• _Challenge 1_
Reproduce word for word the part of the commentary on Russia's investment climate that opens with the words containing "Such handicaps require" and closes with "era of stagnation.".

[Start Passage]

The optimists will argue that Mr Putin’s return to the top job in Russian politics finally brings much needed clarity. And it is true that the oligarchs who control so much of the Russian economy have held off investing, in part due to the global crisis, but also to wait for the Kremlin fog to clear.

But in the longer term Mr Putin’s return, and Mr Kudrin’s departure send all the wrong signals on the future investment climate in Russia.

Though Mr Kudrin did much to instill a welcome sense of discipline in Russian public finances, his spectacular sacking has laid bare the pressures to return to less prudent policies.

And there are already signs that Mr Medvedev’s promised privatisation programme is stalling as the timetable is pushed into the long grass. Senior Kremlin advisers now admit that, as president, Mr Putin is likely to slow the process even further.

Mr Putin may attempt to present a more liberal image, but the truth is that his track record suggests otherwise. In eight years as president and almost four as prime minister, Mr Putin has done little to help the Russian economy become more competitive. It remains overly reliant on complacent and under-invested extractive industries, and corruption is rife. The biggest obstacle to foreign investment today is the country’s corrupt court system.

Such handicaps require reforms that a corporatist such as Mr Putin may find difficult to accept, let alone implement. Moreover, he will not have the favourable wind of rapidly rising oil prices as he did in his first two terms as president, when the opportunities were missed. This all threatens to mire Russia in Brezhnevite era of stagnation.

If investors needed any proof that nothing has changed, then the backroom manner in which the Russian leadership has been decided should be ample evidence.

Political and economic overhaul are vital. Otherwise, Mr Putin may be remembered as the heir of Leonid Brezhnev, whose reluctance to reform sowed the seeds of the Soviet Union’s demise.

[End Passage]
[Start Material for this task]

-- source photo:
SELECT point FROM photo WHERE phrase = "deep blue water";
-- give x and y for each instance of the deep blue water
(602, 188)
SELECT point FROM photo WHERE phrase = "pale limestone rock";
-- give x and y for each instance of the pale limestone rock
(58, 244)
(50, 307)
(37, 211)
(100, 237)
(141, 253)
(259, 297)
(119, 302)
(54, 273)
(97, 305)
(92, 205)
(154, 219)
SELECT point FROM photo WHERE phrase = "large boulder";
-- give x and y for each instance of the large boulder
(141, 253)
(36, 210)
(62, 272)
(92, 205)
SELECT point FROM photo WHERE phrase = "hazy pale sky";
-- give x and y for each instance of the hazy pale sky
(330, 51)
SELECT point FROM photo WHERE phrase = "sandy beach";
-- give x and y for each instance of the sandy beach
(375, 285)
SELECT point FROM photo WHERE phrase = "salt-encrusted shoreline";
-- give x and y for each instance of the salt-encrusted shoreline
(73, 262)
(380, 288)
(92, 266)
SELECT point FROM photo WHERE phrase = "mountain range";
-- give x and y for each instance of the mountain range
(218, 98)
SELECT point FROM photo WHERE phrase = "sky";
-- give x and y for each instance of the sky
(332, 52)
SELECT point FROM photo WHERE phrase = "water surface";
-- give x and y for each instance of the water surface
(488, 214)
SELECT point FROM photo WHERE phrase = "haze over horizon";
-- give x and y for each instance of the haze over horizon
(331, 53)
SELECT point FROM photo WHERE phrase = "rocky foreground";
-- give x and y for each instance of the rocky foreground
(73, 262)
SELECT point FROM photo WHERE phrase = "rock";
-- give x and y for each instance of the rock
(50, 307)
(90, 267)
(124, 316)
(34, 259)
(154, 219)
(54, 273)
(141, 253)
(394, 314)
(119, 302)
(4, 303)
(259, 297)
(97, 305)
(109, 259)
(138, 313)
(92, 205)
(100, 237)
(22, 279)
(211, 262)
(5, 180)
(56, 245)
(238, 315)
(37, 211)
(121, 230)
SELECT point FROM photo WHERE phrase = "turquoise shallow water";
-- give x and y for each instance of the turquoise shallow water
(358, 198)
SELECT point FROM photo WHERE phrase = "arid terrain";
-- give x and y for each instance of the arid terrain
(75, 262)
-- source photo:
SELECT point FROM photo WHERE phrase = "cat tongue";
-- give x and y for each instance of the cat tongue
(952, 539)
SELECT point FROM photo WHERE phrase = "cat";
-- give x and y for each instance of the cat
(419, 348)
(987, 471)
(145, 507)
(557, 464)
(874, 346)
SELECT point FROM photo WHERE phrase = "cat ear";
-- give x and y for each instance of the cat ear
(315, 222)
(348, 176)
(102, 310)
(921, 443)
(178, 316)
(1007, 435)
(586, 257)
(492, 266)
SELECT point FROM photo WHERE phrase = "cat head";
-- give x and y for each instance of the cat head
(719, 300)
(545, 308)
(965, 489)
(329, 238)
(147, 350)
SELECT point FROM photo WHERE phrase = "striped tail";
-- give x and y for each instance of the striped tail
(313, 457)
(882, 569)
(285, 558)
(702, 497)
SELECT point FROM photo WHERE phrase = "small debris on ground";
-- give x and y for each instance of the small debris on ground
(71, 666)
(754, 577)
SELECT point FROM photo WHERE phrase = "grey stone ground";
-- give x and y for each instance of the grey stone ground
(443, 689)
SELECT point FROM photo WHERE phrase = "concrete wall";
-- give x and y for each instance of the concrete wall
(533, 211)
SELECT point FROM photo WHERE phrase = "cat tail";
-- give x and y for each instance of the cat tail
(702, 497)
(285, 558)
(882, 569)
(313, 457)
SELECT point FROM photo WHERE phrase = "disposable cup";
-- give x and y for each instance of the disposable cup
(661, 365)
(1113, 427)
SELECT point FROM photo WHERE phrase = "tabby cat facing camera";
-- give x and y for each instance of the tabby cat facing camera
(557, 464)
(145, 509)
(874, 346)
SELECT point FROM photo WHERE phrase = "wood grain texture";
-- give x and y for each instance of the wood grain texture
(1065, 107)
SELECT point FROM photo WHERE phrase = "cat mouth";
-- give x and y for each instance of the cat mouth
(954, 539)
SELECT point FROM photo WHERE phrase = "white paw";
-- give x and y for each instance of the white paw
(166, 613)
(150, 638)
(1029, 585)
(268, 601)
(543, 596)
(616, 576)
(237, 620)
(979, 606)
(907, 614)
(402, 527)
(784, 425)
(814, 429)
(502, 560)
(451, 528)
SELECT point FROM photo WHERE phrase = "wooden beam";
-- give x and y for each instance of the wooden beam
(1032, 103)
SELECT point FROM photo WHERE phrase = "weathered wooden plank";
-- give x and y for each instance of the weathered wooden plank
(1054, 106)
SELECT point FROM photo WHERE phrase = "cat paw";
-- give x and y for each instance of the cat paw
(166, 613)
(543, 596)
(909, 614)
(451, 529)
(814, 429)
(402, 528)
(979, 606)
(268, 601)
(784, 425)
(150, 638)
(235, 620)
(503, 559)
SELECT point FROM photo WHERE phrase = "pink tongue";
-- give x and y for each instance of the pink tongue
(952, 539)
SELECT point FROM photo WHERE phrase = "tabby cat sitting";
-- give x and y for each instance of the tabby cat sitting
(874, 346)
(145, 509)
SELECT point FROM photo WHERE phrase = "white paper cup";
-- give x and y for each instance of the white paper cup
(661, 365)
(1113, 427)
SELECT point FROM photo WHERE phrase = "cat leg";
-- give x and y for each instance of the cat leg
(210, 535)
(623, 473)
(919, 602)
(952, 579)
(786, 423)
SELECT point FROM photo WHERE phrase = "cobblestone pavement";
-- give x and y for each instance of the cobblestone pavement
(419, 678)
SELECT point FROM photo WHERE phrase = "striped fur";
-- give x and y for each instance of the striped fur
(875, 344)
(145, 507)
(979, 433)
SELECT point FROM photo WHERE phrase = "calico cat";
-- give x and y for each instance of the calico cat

[End Material for this task]

• _Challenge 2_
List every line of the records above that contains the string "large", treating uppercase and lowercase letters as different.

• _Correct output 1_
Such handicaps require reforms that a corporatist such as Mr Putin may find difficult to accept, let alone implement. Moreover, he will not have the favourable wind of rapidly rising oil prices as he did in his first two terms as president, when the opportunities were missed. This all threatens to mire Russia in Brezhnevite era of stagnation.

• _Correct output 2_
SELECT point FROM photo WHERE phrase = "large boulder";
-- give x and y for each instance of the large boulder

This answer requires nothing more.